Copy out all of the rows below, substituting "outline" for every "mask" and leaving everything else the same. Leave the pictures out of your answer.
##### RAW DATA #####
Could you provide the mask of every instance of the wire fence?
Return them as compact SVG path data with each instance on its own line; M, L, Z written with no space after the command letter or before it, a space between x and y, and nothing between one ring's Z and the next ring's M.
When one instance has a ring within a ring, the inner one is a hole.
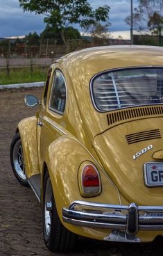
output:
M39 44L28 45L26 42L15 44L10 40L0 45L0 70L35 67L46 67L58 57L71 51L87 47L108 45L128 45L130 40L98 39L92 42L83 39L69 40L67 45L58 45L55 39L40 40Z

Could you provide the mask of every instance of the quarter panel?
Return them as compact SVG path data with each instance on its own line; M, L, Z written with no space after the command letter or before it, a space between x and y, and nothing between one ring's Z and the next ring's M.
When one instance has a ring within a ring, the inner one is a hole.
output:
M37 149L37 118L22 120L18 125L22 142L26 174L28 178L40 173Z
M78 227L62 221L63 207L69 207L74 200L87 200L119 204L119 192L96 159L75 138L63 136L53 142L46 152L46 163L51 177L58 214L62 224L69 230L80 235L103 239L108 230ZM96 197L84 198L79 191L78 172L83 161L90 161L98 168L102 184L102 192Z

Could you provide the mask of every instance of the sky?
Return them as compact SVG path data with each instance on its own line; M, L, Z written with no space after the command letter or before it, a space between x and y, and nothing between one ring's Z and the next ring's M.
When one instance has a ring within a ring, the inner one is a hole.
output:
M130 13L130 0L88 0L96 8L108 4L110 7L111 31L128 31L129 26L124 19ZM137 6L133 1L133 7ZM44 29L44 15L25 12L18 0L0 0L0 38L19 36L36 31L40 34Z

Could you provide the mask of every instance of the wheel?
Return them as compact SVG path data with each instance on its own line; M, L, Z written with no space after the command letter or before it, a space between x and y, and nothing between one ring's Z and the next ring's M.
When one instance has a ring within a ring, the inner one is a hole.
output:
M48 172L45 174L43 189L42 220L45 244L53 252L71 250L78 236L67 230L60 221Z
M22 144L19 134L15 135L10 145L10 163L13 173L18 181L25 186L29 186L26 173Z

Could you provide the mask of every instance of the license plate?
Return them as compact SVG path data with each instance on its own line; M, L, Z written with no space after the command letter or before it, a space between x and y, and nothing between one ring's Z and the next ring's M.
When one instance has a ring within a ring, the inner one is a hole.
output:
M146 163L144 175L147 186L163 186L163 163Z

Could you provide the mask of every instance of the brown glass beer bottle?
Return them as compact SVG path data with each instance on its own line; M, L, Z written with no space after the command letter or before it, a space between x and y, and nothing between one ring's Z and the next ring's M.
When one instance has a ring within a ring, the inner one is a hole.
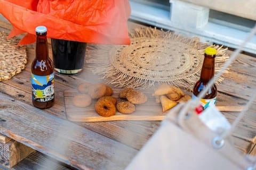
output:
M205 49L204 59L201 70L199 80L196 83L193 89L192 98L195 99L204 90L210 80L214 76L214 60L217 50L215 48L207 47ZM205 109L211 105L215 105L217 101L217 88L215 84L211 87L206 95L200 99L202 106Z
M46 108L54 102L54 67L48 53L46 28L36 27L36 57L31 66L32 101L34 106Z

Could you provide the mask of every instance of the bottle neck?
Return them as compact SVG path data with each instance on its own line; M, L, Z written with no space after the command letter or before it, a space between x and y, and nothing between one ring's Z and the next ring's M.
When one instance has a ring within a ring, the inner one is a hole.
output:
M36 58L42 61L47 60L49 57L48 42L45 35L36 36Z
M204 60L201 70L200 80L208 82L214 76L214 58L215 55L204 54Z

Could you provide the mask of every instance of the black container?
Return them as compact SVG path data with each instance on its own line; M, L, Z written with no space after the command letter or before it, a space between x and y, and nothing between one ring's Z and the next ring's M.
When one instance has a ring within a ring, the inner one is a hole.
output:
M86 43L51 39L55 71L66 75L76 75L84 66Z

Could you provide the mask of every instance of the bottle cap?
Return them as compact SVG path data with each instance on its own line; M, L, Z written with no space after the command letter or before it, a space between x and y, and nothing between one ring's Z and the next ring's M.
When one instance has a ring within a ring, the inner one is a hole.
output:
M207 47L204 50L204 53L207 55L215 55L217 53L217 50L212 47Z
M36 32L41 33L46 32L47 28L45 26L38 26L36 28Z

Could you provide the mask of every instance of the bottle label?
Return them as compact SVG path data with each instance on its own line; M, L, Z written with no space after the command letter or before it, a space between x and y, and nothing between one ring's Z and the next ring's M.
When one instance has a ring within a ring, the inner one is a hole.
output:
M192 95L192 99L197 99L197 97L195 96L194 94ZM204 110L206 108L209 106L211 105L215 105L216 101L217 101L217 97L212 98L212 99L201 99L200 101L201 103L201 105L204 107Z
M54 73L39 76L31 73L32 98L38 102L47 102L54 98Z

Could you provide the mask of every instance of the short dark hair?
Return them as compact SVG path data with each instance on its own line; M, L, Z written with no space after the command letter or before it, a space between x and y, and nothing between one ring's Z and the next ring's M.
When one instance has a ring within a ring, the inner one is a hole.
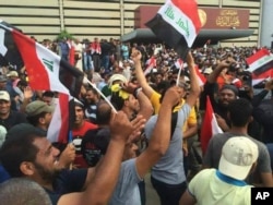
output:
M26 119L32 125L37 126L39 123L39 119L45 118L46 113L48 112L43 111L36 116L27 116Z
M253 107L249 100L239 98L228 104L228 112L232 124L235 126L244 126L249 122L252 116Z
M0 149L0 161L11 177L22 177L20 165L23 161L35 161L38 148L33 145L36 137L45 134L28 123L16 124L7 133Z
M96 117L97 124L109 124L111 119L111 107L107 102L98 104Z

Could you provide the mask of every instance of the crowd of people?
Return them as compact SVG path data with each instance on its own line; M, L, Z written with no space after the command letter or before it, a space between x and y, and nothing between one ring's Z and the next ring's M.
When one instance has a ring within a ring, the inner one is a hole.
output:
M261 48L205 45L180 59L163 44L43 45L88 81L74 99L72 141L52 143L58 93L33 91L25 68L2 64L4 204L144 205L150 171L162 205L250 204L252 186L273 186L273 80L252 86L246 61ZM206 96L223 133L202 153Z

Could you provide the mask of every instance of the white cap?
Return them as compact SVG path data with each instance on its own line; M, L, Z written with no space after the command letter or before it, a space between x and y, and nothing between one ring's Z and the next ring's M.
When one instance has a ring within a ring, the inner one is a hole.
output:
M246 136L229 138L222 148L218 170L237 180L247 178L252 165L258 159L257 144Z
M0 100L5 100L5 101L10 101L10 94L5 91L0 91Z

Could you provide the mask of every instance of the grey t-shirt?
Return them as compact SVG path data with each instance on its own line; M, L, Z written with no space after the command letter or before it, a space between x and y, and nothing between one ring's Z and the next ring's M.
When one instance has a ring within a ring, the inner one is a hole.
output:
M140 205L140 191L138 183L142 181L136 172L135 159L121 164L119 179L109 205Z
M183 170L182 125L190 114L191 107L185 104L178 111L177 124L166 154L152 168L152 177L167 184L180 184L186 181ZM145 135L150 140L157 121L153 116L145 125Z
M219 164L219 158L222 155L222 147L224 146L227 140L229 140L230 137L236 137L236 136L239 136L239 134L234 134L229 132L215 134L210 140L206 153L203 158L203 165L217 169L218 164ZM240 136L244 136L244 135L240 134ZM254 140L251 136L248 136L248 135L245 135L245 136L252 140L258 145L259 157L258 157L257 170L259 172L272 172L271 167L270 167L270 155L265 145Z

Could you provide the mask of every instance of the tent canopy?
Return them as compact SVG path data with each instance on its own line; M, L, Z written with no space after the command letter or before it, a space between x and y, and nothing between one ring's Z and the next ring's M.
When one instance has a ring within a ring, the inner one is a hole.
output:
#####
> [WORKED ANSWER]:
Could you provide the outline of every instance of the wire fence?
Return them as compact SVG path data with each instance on its own line; M, L, Z written with no space after the command letter or before it, a space between x and y, and nothing between one ring's Z and the next ring's M.
When one instance has a ring within a ring, the inner one is a hole.
output:
M39 44L28 45L26 42L15 44L10 40L0 45L0 70L35 67L46 67L58 57L71 51L87 47L108 45L128 45L130 40L98 39L92 42L83 39L69 40L67 45L58 45L55 39L40 40Z

Could you provide the outline of every instance of the quarter panel?
Return them as compact SVG path data with each instance on its own line; M, L, Z written with no space after the command letter or before it, a space between x and y, and nothing between one ring's Z and the next ring's M.
When one instance has a ring within a ring, the inner one is a hole.
output:
M37 149L37 118L22 120L18 125L22 142L26 174L28 178L40 173Z
M78 227L62 221L63 207L69 207L74 200L87 200L119 204L119 192L96 159L75 138L63 136L53 142L46 152L46 163L51 177L58 214L62 224L69 230L80 235L103 239L108 230ZM96 197L84 198L79 191L78 172L83 161L90 161L98 168L102 184L102 192Z

Could you provide the outline of every instance of the sky?
Return them as compact SVG path data with each instance on its own line; M, L, Z written with no space after the command letter or before it, a space between x and y, and nothing between one ring's Z and the next ring's M.
When one instance has a ring within a ring, the inner one is a hole.
output:
M130 13L130 0L88 0L96 8L108 4L110 7L111 31L128 31L129 26L124 19ZM137 6L133 1L133 7ZM44 29L44 15L25 12L18 0L0 0L0 38L19 36L36 31L40 34Z

Could you provide the outline of every instance of the wheel?
Return them as compact SVG path data with each instance on its own line; M, L, Z written with no space after the command letter or before it, a space between x and y, and nothing between one ring's Z and the next ring's M.
When one instance has a ring within a ring, the inner one is a hole.
output:
M48 172L45 174L43 189L42 220L45 244L53 252L71 250L78 236L67 230L60 221Z
M22 144L19 134L15 135L10 145L10 163L13 173L18 181L25 186L29 186L26 173Z

Could you provide the outline of every instance of the license plate?
Return them as compact SVG path data with each instance on its own line; M, L, Z written with no space after the command letter or before it, a space between x and y, and nothing between one ring's Z and the next ring's M.
When one instance has a ring within a ring, the inner one is a hole.
output:
M146 163L144 175L147 186L163 186L163 163Z

Could you provide the outline of every instance of the brown glass beer bottle?
Return them as compact SVG path data with each instance on its own line; M, L, Z written with no space after the command letter or before it, a space between x and y, and nothing between one ring's Z and the next ring's M.
When one instance has a ring within a ring, the inner one is a hole.
output:
M205 49L204 59L201 70L199 80L196 83L193 89L192 98L195 99L204 90L210 80L214 76L214 60L217 50L215 48L207 47ZM205 109L211 105L215 105L217 101L217 88L215 84L211 87L206 95L200 99L202 106Z
M46 108L54 102L54 67L48 53L46 28L36 27L36 57L31 66L32 101L34 106Z

Could you provide the outline of every instance of the bottle neck?
Return them as compact SVG path data with each instance on its own line; M, L, Z written with no space after the command letter or before it, a space between x and y, and nothing between one ring's Z and the next ring's M.
When one instance has a ring within a ring, the inner one is a hole.
output:
M36 58L42 61L47 60L49 57L48 42L45 35L36 36Z
M204 60L201 70L200 80L208 82L214 76L214 58L215 55L204 54Z

Could you provide the outline of every instance of the black container?
Return them as compact SVG path data with each instance on its own line; M, L, Z written with no space after the command letter or before it, a space between x and y, and nothing between one ring's Z and the next ring's M.
When one instance has a ring within a ring, the inner one is a hole.
output:
M86 43L51 39L55 71L66 75L76 75L84 66Z

Could you provide the outline of every instance of the bottle cap?
Return them as compact SVG path data with each instance on its own line; M, L, Z written with no space after the command letter or before it, a space between x and y, and nothing between one ring's Z and the next ring's M.
When one instance has a ring within a ring, the inner one is a hole.
output:
M207 47L204 50L204 53L207 55L215 55L217 53L217 50L212 47Z
M36 32L41 33L46 32L47 28L45 26L38 26L36 28Z

Could you provide the outline of every instance of the bottle label?
Return them as compact SVG path data with each instance on its own line; M, L, Z written with no space after the command letter or before it, a space between x and y, and nothing between one ring's Z and the next ring's M.
When one instance has a ring within a ring, the inner one is a hole.
output:
M192 95L192 99L197 99L197 97L195 96L194 94ZM204 110L206 108L209 106L211 105L215 105L216 101L217 101L217 97L212 98L212 99L201 99L200 101L201 103L201 105L204 107Z
M54 73L39 76L31 73L32 98L38 102L47 102L54 98Z

Could you provide the outline of every instance of the short dark hair?
Return them as compact SVG path data with each instance on its own line; M, L, Z written with no space after the command letter or before it, a space between x and y, and nothing between one ring's Z and the next ring's M.
When one instance has a ring within a ring, the inner one is a hole.
output:
M26 119L32 125L37 126L39 123L39 119L45 118L46 113L48 112L43 111L36 116L27 116Z
M253 107L249 100L239 98L228 104L228 112L232 124L235 126L244 126L249 122L252 116Z
M0 149L0 161L11 177L22 177L20 165L23 161L35 161L38 148L33 145L36 137L45 134L28 123L16 124L7 133Z
M96 117L97 124L109 124L111 119L111 107L107 102L98 104Z

Could you provide the outline of every instance of the crowd of people?
Return them as compact SVG path data with each instance on its own line; M, L, Z written with no space after the command letter or before it, a space between x and y, and nothing between one ring's Z and the next ring's M.
When one instance has a ring within a ring, the inner one is a hole.
output:
M261 48L205 45L180 59L163 44L43 45L88 81L74 99L72 141L52 143L58 93L33 91L25 68L2 64L4 204L144 205L150 171L162 205L250 204L252 186L273 186L273 80L252 86L246 61ZM206 96L223 133L202 153Z

Could you provide the outline of every instance of the white cap?
Return them as compact SVG path data with each instance on its own line; M, L, Z written with no space after the command letter or before it, a space between x and y, and nothing between one ring's Z and the next ring's M.
When one instance has a ring within a ring, the inner one is a hole.
output:
M246 136L229 138L222 148L218 170L237 180L247 178L252 165L258 159L257 144Z
M0 100L5 100L5 101L10 101L10 94L5 91L0 91Z

Could you provide the outline of every instance of the grey t-shirt?
Return them as compact SVG path data with each instance on its own line; M, L, Z written with no space after the command letter or before it, a space between x and y, and nothing between one ring's Z and the next ring's M.
When one instance has a ring within a ring, the inner one is a hole.
output:
M140 205L140 191L138 183L142 181L136 172L135 159L121 164L119 179L109 205Z
M183 170L182 125L190 114L191 107L185 104L178 111L177 124L166 154L152 168L152 177L167 184L180 184L186 181ZM145 135L150 140L157 121L153 116L145 125Z
M219 164L219 158L222 155L222 147L224 146L227 140L229 140L230 137L236 137L236 136L239 136L239 134L234 134L229 132L215 134L210 140L206 153L203 158L203 165L217 169L218 164ZM240 136L244 136L244 135L240 134ZM254 140L251 136L248 136L248 135L245 135L245 136L252 140L258 145L259 157L258 157L257 170L259 172L272 172L271 167L270 167L270 155L265 145Z

Could you provide the outline of every instance of the tent canopy?
Return them as compact SVG path data with each instance on its own line; M, L, Z written with no space after the command letter or before it, a space between x and y, and nothing between one ring's Z and the next ring's M.
When one instance has a ring within a ring, the inner one is a hole.
output:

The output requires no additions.